(Excerpt from a dataset)
— START —
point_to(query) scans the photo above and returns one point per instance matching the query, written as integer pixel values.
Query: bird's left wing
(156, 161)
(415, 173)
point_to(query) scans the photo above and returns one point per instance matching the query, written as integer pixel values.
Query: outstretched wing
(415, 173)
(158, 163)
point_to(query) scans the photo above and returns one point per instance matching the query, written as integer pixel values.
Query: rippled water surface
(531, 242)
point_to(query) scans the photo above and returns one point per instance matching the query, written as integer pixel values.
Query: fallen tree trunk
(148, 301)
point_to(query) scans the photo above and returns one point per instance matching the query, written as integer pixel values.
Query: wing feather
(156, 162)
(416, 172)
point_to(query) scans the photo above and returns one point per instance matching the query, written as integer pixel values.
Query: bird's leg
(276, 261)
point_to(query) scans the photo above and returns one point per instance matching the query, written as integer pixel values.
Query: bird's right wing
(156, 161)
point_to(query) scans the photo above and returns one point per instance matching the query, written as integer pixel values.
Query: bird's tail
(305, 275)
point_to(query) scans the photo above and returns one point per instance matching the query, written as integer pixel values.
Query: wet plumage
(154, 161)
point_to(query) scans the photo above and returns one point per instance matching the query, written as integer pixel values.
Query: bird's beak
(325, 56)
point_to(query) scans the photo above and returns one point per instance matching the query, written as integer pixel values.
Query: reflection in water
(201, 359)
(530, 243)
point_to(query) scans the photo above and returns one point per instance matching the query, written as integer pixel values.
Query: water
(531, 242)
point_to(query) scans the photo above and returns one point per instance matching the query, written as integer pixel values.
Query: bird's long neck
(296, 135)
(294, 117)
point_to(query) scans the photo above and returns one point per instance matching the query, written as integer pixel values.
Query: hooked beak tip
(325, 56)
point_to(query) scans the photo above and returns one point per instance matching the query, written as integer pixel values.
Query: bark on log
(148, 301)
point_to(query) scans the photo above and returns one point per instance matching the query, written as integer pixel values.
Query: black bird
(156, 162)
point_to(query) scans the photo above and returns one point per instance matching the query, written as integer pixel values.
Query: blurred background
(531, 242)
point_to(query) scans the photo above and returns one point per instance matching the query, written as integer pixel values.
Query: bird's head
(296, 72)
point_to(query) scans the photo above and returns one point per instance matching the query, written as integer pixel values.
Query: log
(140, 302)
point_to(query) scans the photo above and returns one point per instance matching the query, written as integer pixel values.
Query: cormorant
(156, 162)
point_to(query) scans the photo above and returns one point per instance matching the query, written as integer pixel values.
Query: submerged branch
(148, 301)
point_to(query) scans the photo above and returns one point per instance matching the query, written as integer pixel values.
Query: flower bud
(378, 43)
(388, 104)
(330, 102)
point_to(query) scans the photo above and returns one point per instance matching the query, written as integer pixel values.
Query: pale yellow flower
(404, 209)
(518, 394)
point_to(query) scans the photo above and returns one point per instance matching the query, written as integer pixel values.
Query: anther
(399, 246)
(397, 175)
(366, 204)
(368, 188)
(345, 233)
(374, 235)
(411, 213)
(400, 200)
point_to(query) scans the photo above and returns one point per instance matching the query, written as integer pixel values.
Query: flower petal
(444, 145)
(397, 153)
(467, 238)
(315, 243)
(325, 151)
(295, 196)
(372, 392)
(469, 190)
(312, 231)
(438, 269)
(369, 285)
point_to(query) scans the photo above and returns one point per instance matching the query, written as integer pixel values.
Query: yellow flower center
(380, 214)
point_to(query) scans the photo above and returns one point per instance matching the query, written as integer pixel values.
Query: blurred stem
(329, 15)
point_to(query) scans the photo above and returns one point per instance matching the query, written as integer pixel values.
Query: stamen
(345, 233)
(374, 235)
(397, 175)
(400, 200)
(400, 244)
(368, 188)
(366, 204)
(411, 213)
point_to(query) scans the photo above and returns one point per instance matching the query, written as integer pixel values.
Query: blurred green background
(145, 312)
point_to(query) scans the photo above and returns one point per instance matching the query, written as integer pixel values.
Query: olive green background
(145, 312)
— END —
— START —
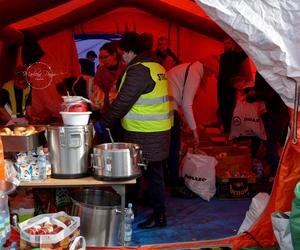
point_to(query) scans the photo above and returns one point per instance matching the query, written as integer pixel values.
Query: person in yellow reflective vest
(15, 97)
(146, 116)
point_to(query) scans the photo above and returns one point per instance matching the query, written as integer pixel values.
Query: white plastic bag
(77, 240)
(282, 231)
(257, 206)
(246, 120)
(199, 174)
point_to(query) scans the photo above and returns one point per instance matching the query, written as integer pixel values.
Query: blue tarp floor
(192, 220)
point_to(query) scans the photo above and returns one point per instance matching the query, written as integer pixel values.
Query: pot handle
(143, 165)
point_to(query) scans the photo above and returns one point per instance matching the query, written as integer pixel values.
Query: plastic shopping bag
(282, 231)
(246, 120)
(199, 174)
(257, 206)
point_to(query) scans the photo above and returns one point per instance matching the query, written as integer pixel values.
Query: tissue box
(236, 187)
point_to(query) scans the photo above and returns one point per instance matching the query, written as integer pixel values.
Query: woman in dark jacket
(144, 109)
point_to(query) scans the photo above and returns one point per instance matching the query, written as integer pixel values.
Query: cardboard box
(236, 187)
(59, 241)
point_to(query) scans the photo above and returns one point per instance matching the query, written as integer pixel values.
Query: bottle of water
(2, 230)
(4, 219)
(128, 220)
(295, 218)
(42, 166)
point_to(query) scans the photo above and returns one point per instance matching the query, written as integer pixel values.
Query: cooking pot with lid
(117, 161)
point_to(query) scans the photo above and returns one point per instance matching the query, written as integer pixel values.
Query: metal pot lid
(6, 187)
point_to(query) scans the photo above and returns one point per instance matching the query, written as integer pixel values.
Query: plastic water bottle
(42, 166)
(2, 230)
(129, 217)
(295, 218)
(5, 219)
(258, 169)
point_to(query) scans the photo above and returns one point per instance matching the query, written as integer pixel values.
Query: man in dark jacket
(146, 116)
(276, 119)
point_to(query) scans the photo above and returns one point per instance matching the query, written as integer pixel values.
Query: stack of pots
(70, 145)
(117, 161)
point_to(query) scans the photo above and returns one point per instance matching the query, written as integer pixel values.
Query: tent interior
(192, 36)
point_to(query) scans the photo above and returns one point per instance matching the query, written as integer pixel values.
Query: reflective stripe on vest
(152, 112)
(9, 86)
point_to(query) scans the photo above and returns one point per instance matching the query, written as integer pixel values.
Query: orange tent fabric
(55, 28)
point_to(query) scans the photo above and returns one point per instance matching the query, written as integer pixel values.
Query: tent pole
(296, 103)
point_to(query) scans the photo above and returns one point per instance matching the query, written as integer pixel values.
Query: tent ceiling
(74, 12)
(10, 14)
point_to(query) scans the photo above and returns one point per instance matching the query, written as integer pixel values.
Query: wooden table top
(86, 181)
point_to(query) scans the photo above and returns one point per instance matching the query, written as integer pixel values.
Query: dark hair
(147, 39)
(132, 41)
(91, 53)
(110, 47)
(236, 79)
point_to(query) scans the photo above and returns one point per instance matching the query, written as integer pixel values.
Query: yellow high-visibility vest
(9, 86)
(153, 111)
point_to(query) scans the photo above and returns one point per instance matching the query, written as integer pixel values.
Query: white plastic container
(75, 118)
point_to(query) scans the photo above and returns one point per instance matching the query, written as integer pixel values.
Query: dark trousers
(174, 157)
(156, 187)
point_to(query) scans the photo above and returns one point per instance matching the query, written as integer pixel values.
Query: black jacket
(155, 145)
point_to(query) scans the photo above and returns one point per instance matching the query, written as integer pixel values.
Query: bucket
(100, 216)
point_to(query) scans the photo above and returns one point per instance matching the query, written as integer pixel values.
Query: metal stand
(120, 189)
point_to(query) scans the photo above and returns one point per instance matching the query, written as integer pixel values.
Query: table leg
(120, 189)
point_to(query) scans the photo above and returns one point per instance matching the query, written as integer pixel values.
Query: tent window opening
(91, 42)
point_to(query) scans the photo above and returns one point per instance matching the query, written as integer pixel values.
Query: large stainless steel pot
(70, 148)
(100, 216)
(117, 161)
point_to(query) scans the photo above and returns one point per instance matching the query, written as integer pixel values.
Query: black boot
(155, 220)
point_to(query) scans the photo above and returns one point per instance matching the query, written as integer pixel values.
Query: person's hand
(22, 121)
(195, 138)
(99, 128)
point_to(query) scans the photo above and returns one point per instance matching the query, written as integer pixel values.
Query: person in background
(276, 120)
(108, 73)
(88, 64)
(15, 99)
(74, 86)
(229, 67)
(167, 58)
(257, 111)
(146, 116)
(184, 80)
— END —
■ Your task
Pull out every line in the excerpt above that contains the word "tent", matching case exactly.

■ Solved exercise
Query: tent interior
Query: orange tent fabric
Query: tent pole
Query: tent ceiling
Query: tent window opening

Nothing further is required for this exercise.